■ **ASSIGNED TASK**
Output exactly the lines below, starting with the line that has "<point>210,199</point>" and going on through the line that has "<point>238,316</point>", both included, and no other lines.

--- DATASET EXCERPTS Enclosed Below ---

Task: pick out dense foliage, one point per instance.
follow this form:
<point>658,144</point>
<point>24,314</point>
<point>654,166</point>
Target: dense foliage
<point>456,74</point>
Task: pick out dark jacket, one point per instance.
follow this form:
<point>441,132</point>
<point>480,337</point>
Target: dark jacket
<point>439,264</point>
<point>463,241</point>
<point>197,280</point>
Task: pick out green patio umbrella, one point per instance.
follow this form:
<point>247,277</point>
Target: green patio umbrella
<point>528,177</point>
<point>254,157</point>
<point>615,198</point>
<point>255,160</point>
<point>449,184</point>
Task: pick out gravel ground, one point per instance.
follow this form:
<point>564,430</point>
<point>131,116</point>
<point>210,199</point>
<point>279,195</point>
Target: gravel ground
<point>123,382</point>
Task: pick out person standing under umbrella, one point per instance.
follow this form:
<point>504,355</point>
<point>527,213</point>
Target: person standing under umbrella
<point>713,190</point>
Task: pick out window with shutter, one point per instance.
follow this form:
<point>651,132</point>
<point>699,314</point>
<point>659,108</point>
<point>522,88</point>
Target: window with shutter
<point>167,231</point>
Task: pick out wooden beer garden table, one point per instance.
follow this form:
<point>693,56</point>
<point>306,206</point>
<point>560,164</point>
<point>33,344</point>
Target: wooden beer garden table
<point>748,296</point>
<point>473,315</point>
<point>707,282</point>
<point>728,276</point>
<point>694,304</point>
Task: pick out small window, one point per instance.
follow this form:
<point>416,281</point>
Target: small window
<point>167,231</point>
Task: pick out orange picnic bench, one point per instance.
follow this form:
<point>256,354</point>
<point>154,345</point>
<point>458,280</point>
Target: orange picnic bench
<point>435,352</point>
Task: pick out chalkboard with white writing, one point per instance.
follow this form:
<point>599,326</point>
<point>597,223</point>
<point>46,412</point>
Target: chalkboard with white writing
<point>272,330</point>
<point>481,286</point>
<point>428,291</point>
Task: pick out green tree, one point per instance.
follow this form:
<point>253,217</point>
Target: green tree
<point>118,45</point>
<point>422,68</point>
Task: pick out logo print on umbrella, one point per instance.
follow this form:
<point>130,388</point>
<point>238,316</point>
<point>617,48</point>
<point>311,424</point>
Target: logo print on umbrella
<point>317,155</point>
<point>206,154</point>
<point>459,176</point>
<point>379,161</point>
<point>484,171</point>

--- End of Enclosed DATASET EXCERPTS ---

■ **SOLUTION TO THIS TASK**
<point>210,199</point>
<point>279,195</point>
Target: gravel ground
<point>123,382</point>
Task: pick out person standing under umbrella, one point per instance.
follow this form:
<point>504,355</point>
<point>527,213</point>
Target: person standing under umbrella
<point>713,190</point>
Task: pick out window with shutter, one point per instance.
follow this form:
<point>651,132</point>
<point>699,314</point>
<point>659,108</point>
<point>522,88</point>
Target: window with shutter
<point>167,231</point>
Task: pick out wooden beer garden table, one point per instance.
follow this form:
<point>693,56</point>
<point>306,206</point>
<point>560,164</point>
<point>33,344</point>
Target: wooden beer garden table
<point>748,296</point>
<point>473,315</point>
<point>707,282</point>
<point>728,276</point>
<point>694,304</point>
Task: pick out small window, one point per instance.
follow this form:
<point>416,281</point>
Target: small window
<point>167,231</point>
Task: pick out orange picnic bench, one point per instance.
follow this form:
<point>256,354</point>
<point>154,345</point>
<point>458,280</point>
Target: orange picnic bench
<point>435,352</point>
Task: pick out chalkboard with white writing, one point per instance.
follow this form:
<point>599,326</point>
<point>597,223</point>
<point>46,412</point>
Target: chalkboard with white writing
<point>272,330</point>
<point>481,286</point>
<point>428,291</point>
Task: pick out green tree, one point per instance.
follow this form:
<point>253,217</point>
Target: green tree
<point>118,45</point>
<point>422,68</point>
Task: pick out logo print on umbrella, one point per instance.
follow this form:
<point>130,388</point>
<point>238,316</point>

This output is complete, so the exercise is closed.